* **Challenge 1**: Please reproduce every line of the bounding-box records below, requests included, offsetting each box coordinate in the answers by adding 131 to it.

Sunday, July 18, 2010

Inception review-type thingy

I’m not going to write anything extensive about the movie itself, but if you haven’t seen the movie yet I would suggest you not read this post until you do. It’s a very good movie, and the less you know going into it, the happier you’ll be at the end of it.

You probably know I’m a big Christopher Nolan fan, and as such you probably know how excited I was about this movie. The only movie I can compare it to in terms of my level of excitement is the Dark Knight, a movie I still love and still can’t believe exceeded my expectations. In my mind, Nolan has never made a bad movie, and the only movie he has made that is anything less than great is Insomnia, but even that is still pretty damn good.

I know the reason why I watch as many movies as I do. I always suspected this was the reason, but Inception really hammered it home to me. I don’t know if this is something normal people get, but every once in a while when a movie completely connects with me, I get an overwhelming feeling of numbness as it ends. This can happen to a lesser extent with a lot of movies… just about any movie I really like can send a shiver down my spine at a particularly great moment. But this feeling is different from that. It’s like a thousand spine shivers going right into your head, and all you can think about is what you just watched. The Dark Knight gave me this feeling two years ago, Memento did way back when I was in high school, and now Inception has given me this feeling more powerfully than any movie before it.

When the movie ended, I made my way outside of the theatre, and I just had to sit down again for a few minutes. My brain had been turned to mush. The most beautiful thing about Inception is how it can be as deep as you want it to be: it’s a movie about reality that puts you in the central character’s shoes. Depending on your reading of the film, YOU are the central character. As something that was marketed as too intelligent for most, and reviewers worrying about the casual film fan being able to follow the plot, Inception is remarkable. As much as is happening at any given moment of the movie, you are never lost. It’s incredible. Never was I confused as to what was going on, and the only time I was disoriented were in the very beginning, when it is clear that Nolan and company don’t want you to know what is happening.

Nolan is a master of populist entertainment: his movies are very ‘smart,’ but they are also easy to follow and well liked by the casual moviegoer. He has said that he has always wanted to make big action films, and I think that is what allows him to make movies that connect with so many people. There are many talking points in each of his movies should you want to read into them, but they also function as an entertaining movie to watch on a Sunday afternoon when you’re hung over on the couch. I could watch Inception and talk about my opinions on it for hours afterward, or I could just watch it while falling in and out of sleep and still follow and love it. You always know you’re watching something good, but how much you want to take from it is up to you. And I took a lot away from Inception, only a little bit of which I will talk about here.

Nolan is unmatched when it comes to ending his movies well, and I think that is a huge asset to him. Since Batman Begins, the endings of his movies have always built and built and built on each other until there is one moment and the audience finally gets released from the world they have likely become quite invested in. A movie with a memorable last shot will keep you thinking about it long after the movie is done, and I think Nolan is aware of this. His movies don’t fade out, they cut to black, and then you’re sitting in your seat consumed by the final images. Think of the final shot (and line) of Memento, the cuts to black in his Batman films, the reveal in the Prestige, and of course Inception.

* **Input**:
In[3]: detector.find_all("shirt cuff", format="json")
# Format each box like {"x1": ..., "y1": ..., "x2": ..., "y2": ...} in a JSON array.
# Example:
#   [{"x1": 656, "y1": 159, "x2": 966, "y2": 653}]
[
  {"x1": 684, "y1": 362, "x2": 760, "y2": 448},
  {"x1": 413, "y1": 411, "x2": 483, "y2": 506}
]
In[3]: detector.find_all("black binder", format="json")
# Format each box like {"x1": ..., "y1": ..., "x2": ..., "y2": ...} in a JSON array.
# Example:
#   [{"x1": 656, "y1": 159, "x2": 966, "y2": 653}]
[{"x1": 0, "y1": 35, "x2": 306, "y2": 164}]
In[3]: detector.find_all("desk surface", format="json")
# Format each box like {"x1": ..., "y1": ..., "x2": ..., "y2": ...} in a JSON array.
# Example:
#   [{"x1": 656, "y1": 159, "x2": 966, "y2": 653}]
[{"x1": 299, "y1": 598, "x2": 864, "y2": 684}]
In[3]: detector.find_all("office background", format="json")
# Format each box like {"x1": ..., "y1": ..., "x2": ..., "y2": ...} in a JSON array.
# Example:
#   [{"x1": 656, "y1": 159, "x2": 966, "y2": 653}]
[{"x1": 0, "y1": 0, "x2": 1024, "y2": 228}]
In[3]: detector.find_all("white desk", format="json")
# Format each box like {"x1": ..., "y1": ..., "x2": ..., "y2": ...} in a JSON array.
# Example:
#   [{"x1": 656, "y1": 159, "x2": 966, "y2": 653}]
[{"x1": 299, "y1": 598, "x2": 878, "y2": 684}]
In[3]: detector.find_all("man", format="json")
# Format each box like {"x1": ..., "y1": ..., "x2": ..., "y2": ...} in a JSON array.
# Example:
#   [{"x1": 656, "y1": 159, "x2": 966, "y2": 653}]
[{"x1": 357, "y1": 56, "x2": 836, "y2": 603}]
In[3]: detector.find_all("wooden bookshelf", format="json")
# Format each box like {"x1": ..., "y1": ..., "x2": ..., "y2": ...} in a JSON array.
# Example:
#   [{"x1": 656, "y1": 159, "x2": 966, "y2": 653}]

* **Challenge 2**: Extend the Inception review above, picking up right after its final sentence.

* **Task output 1**:
In[3]: detector.find_all("shirt cuff", format="json")
# Format each box like {"x1": ..., "y1": ..., "x2": ..., "y2": ...} in a JSON array.
# Example:
#   [{"x1": 656, "y1": 159, "x2": 966, "y2": 653}]
[
  {"x1": 815, "y1": 493, "x2": 891, "y2": 579},
  {"x1": 544, "y1": 542, "x2": 614, "y2": 637}
]
In[3]: detector.find_all("black binder", format="json")
# Format each box like {"x1": ..., "y1": ..., "x2": ..., "y2": ...} in a JSON array.
# Example:
#   [{"x1": 656, "y1": 159, "x2": 966, "y2": 653}]
[{"x1": 131, "y1": 166, "x2": 437, "y2": 295}]
In[3]: detector.find_all("desk surface", format="json")
# Format each box like {"x1": ..., "y1": ..., "x2": ..., "y2": ...} in a JSON array.
# Example:
#   [{"x1": 656, "y1": 159, "x2": 966, "y2": 653}]
[{"x1": 430, "y1": 729, "x2": 995, "y2": 815}]
In[3]: detector.find_all("office background", format="json")
# Format each box like {"x1": ..., "y1": ..., "x2": ..., "y2": ...} in a JSON array.
# Example:
#   [{"x1": 656, "y1": 159, "x2": 966, "y2": 653}]
[{"x1": 131, "y1": 131, "x2": 1155, "y2": 359}]
In[3]: detector.find_all("white desk", format="json")
# Format each box like {"x1": ..., "y1": ..., "x2": ..., "y2": ...} in a JSON array.
# Example:
#   [{"x1": 656, "y1": 159, "x2": 966, "y2": 653}]
[{"x1": 430, "y1": 729, "x2": 1009, "y2": 815}]
In[3]: detector.find_all("man", format="json")
# Format each box like {"x1": ..., "y1": ..., "x2": ..., "y2": ...} in a JSON array.
# Example:
#   [{"x1": 656, "y1": 159, "x2": 966, "y2": 653}]
[{"x1": 488, "y1": 187, "x2": 967, "y2": 734}]
In[3]: detector.find_all("wooden bookshelf", format="json")
# Format each box like {"x1": ..., "y1": ..., "x2": ..., "y2": ...} in a JSON array.
# Example:
#   [{"x1": 656, "y1": 159, "x2": 966, "y2": 653}]

* **Task output 2**:
The last shot of Inception is perfect, and exactly what I would expect from Nolan. It doesn’t give a concrete answer, just like Memento and the Dark Knight leave their ideas open for interpretation. My reading of Inception is that it is a dream, and all of the main characters are parts of Nolan’s creative personality. Cobb is a stand-in for Nolan himself, and Nolan’s films are his dreams. Again, I don’t know the man so I can’t say for sure, but it just feels like that to me. It is a fairly simple reading to say that Inception is about filmmaking and creativity, but that was what I thought about it. And this allows me to connect with it more, because I want to do what Nolan does.

His movies are not without their criticisms, however. His characters are never particularly strong, and I rarely care about them all that much. His Batman films are a bit different in this regard, as I want Batman to succeed, but that is partially due to pre-existing attachments to the character. Also, all of his female characters seem to be there to serve the story of the male characters. But, Nolan’s movies aren’t about characters.

Each of his films can be broken down into a short phrase, and all of those phrases have to do with the human mind. Memento is about memory constructing our reality, the Prestige obsession, Batman Begins fear, The Dark Knight insanity (among other themes), and Inception again about how we construct our reality although this time without a focus on memory. Nolan’s movies aren’t about their characters, they’re about our minds. And maybe that’s how his movies can connect with so many people. Or maybe it’s something else, I don’t really know.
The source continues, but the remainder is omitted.